WORK TASK = A complete answer retypes each of the records below precisely and includes none of the pictures.

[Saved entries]

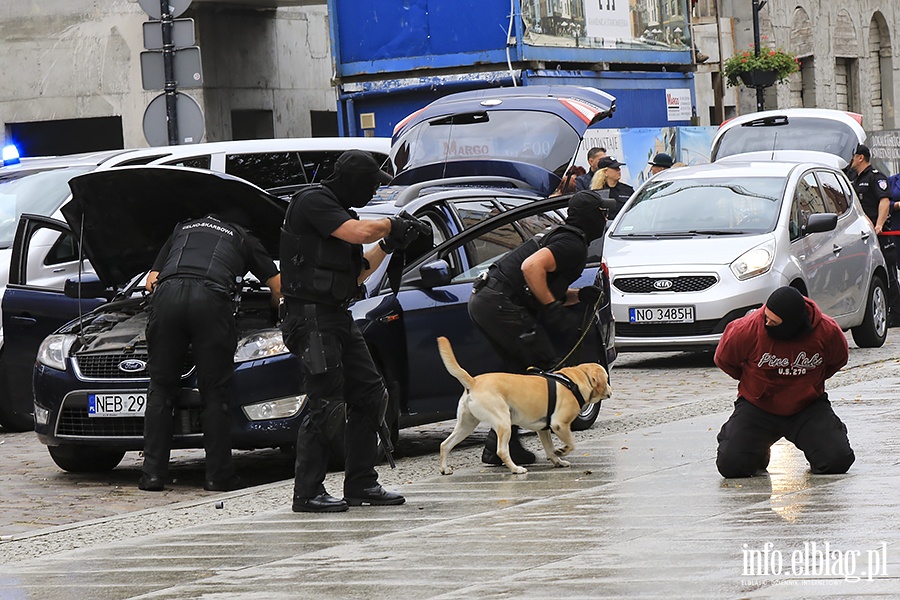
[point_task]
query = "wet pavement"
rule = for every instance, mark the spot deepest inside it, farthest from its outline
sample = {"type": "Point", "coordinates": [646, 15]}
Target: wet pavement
{"type": "Point", "coordinates": [641, 514]}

EXERCISE ANSWER =
[point_task]
query = "wet pavement"
rule = for every instance, mark the spot deepest inside it, farthest from its outline
sample = {"type": "Point", "coordinates": [646, 15]}
Target: wet pavement
{"type": "Point", "coordinates": [641, 514]}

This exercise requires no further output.